BRIEF —
Repeat all of the data precisely.

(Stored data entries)
• • • • •
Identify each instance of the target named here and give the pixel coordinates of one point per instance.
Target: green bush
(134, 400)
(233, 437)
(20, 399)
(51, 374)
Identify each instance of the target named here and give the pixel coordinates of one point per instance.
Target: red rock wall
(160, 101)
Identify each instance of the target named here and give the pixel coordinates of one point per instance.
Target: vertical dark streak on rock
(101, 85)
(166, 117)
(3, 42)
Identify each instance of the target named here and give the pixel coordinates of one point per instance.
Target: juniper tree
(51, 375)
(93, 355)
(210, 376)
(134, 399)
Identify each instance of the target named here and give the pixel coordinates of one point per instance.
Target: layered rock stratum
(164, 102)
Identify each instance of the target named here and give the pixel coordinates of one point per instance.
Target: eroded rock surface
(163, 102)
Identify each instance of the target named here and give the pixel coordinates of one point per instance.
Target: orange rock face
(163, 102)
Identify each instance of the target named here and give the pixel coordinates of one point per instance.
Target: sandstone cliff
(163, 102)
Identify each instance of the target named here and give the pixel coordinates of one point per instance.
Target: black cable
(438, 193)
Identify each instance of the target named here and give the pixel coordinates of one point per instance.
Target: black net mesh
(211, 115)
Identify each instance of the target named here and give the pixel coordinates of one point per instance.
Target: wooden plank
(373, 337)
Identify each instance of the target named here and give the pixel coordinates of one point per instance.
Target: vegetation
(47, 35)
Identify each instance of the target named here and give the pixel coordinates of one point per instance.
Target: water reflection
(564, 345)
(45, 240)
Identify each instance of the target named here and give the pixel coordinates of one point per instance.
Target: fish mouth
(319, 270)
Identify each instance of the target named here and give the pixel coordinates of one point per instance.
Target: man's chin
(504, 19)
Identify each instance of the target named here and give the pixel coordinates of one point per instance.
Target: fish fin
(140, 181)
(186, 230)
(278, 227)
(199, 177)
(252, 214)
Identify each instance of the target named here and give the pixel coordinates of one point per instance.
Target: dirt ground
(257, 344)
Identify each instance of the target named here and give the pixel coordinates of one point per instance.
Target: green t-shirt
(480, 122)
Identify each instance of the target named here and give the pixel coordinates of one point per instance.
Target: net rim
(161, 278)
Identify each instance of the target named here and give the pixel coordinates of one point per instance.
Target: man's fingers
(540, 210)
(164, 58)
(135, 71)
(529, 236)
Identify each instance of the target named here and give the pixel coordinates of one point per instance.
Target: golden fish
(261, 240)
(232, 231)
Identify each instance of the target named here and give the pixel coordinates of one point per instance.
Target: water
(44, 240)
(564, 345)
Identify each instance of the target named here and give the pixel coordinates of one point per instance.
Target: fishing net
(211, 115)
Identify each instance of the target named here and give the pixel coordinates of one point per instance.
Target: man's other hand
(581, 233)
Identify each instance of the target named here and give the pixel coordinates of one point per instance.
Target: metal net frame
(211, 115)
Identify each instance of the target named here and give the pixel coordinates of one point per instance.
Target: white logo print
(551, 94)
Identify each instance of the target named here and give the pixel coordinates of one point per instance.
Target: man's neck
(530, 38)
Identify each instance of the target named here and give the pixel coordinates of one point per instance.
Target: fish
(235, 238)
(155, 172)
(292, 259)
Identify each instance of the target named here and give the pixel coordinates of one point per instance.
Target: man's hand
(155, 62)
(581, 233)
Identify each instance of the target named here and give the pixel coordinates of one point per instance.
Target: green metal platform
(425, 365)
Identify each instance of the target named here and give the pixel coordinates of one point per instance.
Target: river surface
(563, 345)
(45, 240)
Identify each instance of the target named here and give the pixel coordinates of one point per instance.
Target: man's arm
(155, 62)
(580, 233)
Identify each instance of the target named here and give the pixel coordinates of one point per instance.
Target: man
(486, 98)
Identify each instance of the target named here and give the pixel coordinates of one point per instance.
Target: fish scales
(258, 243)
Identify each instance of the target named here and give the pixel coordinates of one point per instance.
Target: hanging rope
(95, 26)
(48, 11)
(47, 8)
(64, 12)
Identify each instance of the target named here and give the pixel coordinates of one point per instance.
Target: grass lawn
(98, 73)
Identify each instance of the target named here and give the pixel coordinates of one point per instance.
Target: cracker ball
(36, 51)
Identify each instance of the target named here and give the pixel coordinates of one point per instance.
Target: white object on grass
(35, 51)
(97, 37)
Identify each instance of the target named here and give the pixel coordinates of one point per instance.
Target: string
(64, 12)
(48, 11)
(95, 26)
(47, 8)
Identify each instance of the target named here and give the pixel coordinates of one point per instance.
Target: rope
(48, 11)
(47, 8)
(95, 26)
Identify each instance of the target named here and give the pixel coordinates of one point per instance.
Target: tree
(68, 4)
• • • • •
EXERCISE SOLUTION —
Identify each instance of the target named here and give the pixel coordinates of one point per instance.
Target: green bush
(134, 400)
(233, 437)
(20, 399)
(51, 374)
Identify each instance of the target named here and give the pixel coordinates of one point per instance.
Target: red rock wall
(160, 101)
Identify each instance of the target named here and give the pixel coordinates of one point per instance.
Target: vertical dark streak on rock
(101, 85)
(166, 117)
(3, 42)
Identify each instance of the target named here and give the pixel coordinates of one point per instance.
Target: juniper tree
(51, 375)
(93, 355)
(210, 376)
(134, 399)
Identify each instance of the target named here and give the pixel coordinates of one point per instance.
Target: layered rock stratum
(164, 102)
Identify each instance of the target named here and give the pixel coordinates of one point per instance.
Target: eroded rock surface
(163, 102)
Identify each instance of the target named here and give the pixel coordinates of one point per instance.
Target: orange rock face
(163, 102)
Identify each instance of the target named here and give the pixel coordinates of one point per instance.
Target: sandstone cliff
(163, 102)
Identify each instance of the target named here and give the pixel coordinates of one point per instance.
Target: black cable
(438, 193)
Identify each instance of the target named here and give the pixel coordinates of one point per instance.
Target: black net mesh
(211, 115)
Identify each instance of the target named here and give the pixel coordinates of one point per instance.
Target: wooden plank
(373, 337)
Identify each instance of the target named here and give the pixel coordinates of one point per instance.
Target: vegetation
(47, 35)
Identify each instance of the target named here and give the pixel coordinates of one point per instance.
Target: water reflection
(564, 345)
(45, 240)
Identify each instance of the target named here and give the pixel coordinates of one point per instance.
Target: fish mouth
(319, 270)
Identify each instance of the target named here and give the pixel coordinates of one point per instance.
Target: man's chin
(504, 19)
Identify each instance of the target named here and give the pixel coordinates of one point per instance.
Target: fish fin
(140, 181)
(186, 230)
(278, 227)
(199, 177)
(252, 214)
Identify each instance of the target named here and give the pixel coordinates of one point per instance.
Target: dirt ground
(257, 344)
Identify each instance of the target named here and give the pixel coordinates of one point per instance.
Target: green t-shirt
(480, 122)
Identify each instance of the target named here and give the pixel coordinates of one point per instance.
Target: net rim
(161, 278)
Identify each instance of the target named here and give the pixel coordinates of one point per instance.
Target: man's fingers
(540, 210)
(164, 58)
(135, 71)
(529, 236)
Identify each instance of the target named here and give the pixel coordinates of one point per instance.
Target: golden fish
(261, 240)
(232, 231)
Identify each instance of the target named here and give the pixel coordinates of one point per instance.
Target: water
(44, 240)
(564, 345)
Identify each instance of the target named here and give the pixel coordinates of one point per instance.
Target: fishing net
(211, 115)
Identify each instance of the target named here and give the pixel coordinates of one point per instance.
Target: man's other hand
(581, 233)
Identify each instance of the target named here and give the pixel coordinates of one point per instance.
Target: metal net frame
(211, 115)
Identify each instance of the target named here and give the pixel coordinates of one point per instance.
Target: white logo print
(551, 94)
Identify each instance of the target named here and give the pixel coordinates of one point per instance.
Target: man's neck
(530, 38)
Identify each instance of the target named here and give the pixel coordinates of one point per instance.
Target: fish
(235, 238)
(155, 172)
(292, 259)
Identify each instance of the target named here and give the pixel coordinates of one point per instance.
Target: man's hand
(155, 62)
(581, 233)
Identify each instance of the target named here and give the pixel coordinates of one point per instance.
Target: green metal platform
(425, 365)
Identify each instance of the target named here and give the pixel coordinates of one point per instance.
Target: river surface
(563, 345)
(45, 240)
Identify each instance of the target named here and give the pixel coordinates of one point per instance.
Target: man's arm
(155, 62)
(580, 233)
Identify each instance of the target named here and give the pixel coordinates of one point per instance.
Target: man
(486, 98)
Identify each instance of the target named here and give the pixel coordinates of one point per instance.
Target: fish scales
(258, 243)
Identify each instance of the target named here and give the pixel coordinates of one point per instance.
Target: hanging rope
(95, 26)
(48, 11)
(47, 8)
(64, 12)
Identify each instance of the target named here and give the pixel coordinates of one point per instance.
Target: grass lawn
(98, 73)
Identify each instance of the target named here and give the pixel coordinates of one point per instance.
Target: cracker ball
(36, 51)
Identify each instance of the target named here and give the pixel coordinates of one point per instance.
Target: white object on grass
(35, 51)
(97, 37)
Identify each instance of the target named here and give the pixel coordinates of one point per instance.
Target: string
(64, 12)
(48, 11)
(95, 26)
(47, 8)
Identify each instance of the target named here and give the pixel coordinates of one point per instance.
Target: rope
(48, 11)
(47, 8)
(95, 26)
Identify each instance of the target named here and give the pixel coordinates of one point per instance.
Target: tree
(68, 4)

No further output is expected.